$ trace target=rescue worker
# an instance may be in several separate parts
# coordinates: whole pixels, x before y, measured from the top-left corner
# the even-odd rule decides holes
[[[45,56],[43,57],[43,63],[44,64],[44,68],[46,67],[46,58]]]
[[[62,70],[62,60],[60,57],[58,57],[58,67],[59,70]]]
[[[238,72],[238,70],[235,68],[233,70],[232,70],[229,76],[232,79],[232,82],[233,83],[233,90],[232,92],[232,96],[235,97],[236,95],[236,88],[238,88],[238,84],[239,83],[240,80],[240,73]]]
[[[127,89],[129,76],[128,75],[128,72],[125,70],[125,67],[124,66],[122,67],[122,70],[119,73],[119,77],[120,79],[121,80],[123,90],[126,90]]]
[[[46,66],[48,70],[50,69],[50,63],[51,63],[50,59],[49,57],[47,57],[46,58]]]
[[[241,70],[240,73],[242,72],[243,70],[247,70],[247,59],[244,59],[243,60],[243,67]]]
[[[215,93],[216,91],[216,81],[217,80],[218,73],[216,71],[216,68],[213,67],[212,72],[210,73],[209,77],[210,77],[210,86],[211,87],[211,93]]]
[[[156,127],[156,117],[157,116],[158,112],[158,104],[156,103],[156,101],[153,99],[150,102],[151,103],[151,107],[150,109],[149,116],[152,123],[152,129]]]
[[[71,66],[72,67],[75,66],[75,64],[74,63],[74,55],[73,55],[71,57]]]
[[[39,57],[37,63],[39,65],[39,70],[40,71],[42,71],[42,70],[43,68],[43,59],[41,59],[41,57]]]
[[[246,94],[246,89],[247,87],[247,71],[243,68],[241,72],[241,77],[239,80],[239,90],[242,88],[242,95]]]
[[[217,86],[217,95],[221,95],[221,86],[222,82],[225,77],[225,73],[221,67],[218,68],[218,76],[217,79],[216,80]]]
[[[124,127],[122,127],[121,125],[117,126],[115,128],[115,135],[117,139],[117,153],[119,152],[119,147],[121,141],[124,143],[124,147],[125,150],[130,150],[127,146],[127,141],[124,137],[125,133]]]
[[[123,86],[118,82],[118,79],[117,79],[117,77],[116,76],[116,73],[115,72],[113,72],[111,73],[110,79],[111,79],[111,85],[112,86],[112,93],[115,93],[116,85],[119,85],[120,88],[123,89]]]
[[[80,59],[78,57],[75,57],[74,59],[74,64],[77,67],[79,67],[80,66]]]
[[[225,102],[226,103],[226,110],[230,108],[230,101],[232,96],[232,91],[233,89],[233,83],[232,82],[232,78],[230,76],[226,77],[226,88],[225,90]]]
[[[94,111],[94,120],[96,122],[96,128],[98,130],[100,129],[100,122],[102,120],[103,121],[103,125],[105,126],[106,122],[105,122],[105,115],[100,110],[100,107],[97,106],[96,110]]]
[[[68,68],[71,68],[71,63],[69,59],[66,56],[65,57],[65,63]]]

◆ ◆ ◆ ◆ ◆

** Exercise directions **
Make an exact copy of the records.

** Written solution **
$ trace target=rescue worker
# an instance may be in several separate parts
# coordinates: whole pixels, x before y, measured from the top-left corner
# the even-odd rule decides holes
[[[45,56],[43,57],[43,63],[44,64],[44,68],[46,67],[46,58]]]
[[[62,70],[62,60],[60,57],[58,57],[58,67],[59,70]]]
[[[238,72],[238,70],[235,68],[233,70],[232,70],[229,76],[232,79],[232,82],[233,83],[233,90],[232,92],[232,96],[235,97],[236,95],[236,88],[238,88],[238,84],[239,83],[240,80],[240,73]]]
[[[127,89],[129,76],[128,75],[128,72],[125,70],[125,67],[124,66],[122,67],[122,70],[119,73],[119,77],[120,79],[121,80],[123,90],[126,90]]]
[[[46,66],[48,70],[50,69],[50,63],[51,63],[50,59],[49,57],[47,57],[46,58]]]
[[[241,70],[240,73],[242,72],[243,70],[247,70],[247,59],[244,59],[243,60],[243,67]]]
[[[215,93],[216,91],[216,81],[217,80],[218,73],[216,71],[216,68],[213,67],[212,72],[210,73],[209,77],[210,77],[210,86],[211,87],[211,93]]]
[[[156,127],[156,117],[157,116],[158,112],[158,104],[156,103],[156,101],[153,99],[150,102],[151,103],[151,107],[150,109],[149,116],[152,123],[152,129]]]
[[[71,66],[72,67],[75,66],[75,64],[74,63],[74,55],[73,55],[71,57]]]
[[[39,57],[37,63],[39,65],[39,70],[40,71],[42,71],[42,70],[43,68],[43,59],[41,59],[41,57]]]
[[[246,94],[246,89],[247,87],[247,71],[243,68],[241,72],[241,77],[239,80],[239,90],[242,88],[242,95]]]
[[[217,86],[217,95],[221,95],[221,86],[222,82],[225,77],[225,73],[221,67],[218,68],[218,76],[217,79],[216,80]]]
[[[124,127],[122,127],[121,125],[117,126],[115,128],[115,135],[117,139],[117,153],[119,152],[119,147],[121,141],[124,143],[124,147],[125,150],[130,150],[127,146],[127,141],[124,137],[125,133]]]
[[[123,86],[118,82],[118,79],[117,79],[117,77],[116,76],[116,73],[115,72],[113,72],[111,73],[110,79],[111,79],[111,85],[112,86],[112,93],[115,93],[116,85],[119,85],[120,88],[123,89]]]
[[[80,59],[78,57],[75,57],[74,59],[74,64],[77,67],[79,67],[80,66]]]
[[[225,102],[226,103],[226,110],[230,108],[230,101],[232,96],[232,91],[233,89],[233,83],[232,82],[232,78],[230,76],[226,77],[226,88],[225,90]]]
[[[94,111],[94,120],[96,122],[96,128],[98,130],[100,129],[100,122],[102,120],[103,121],[103,125],[105,126],[106,122],[105,122],[105,115],[100,110],[100,107],[97,106],[96,110]]]
[[[68,68],[71,68],[71,63],[69,59],[66,56],[65,57],[65,63]]]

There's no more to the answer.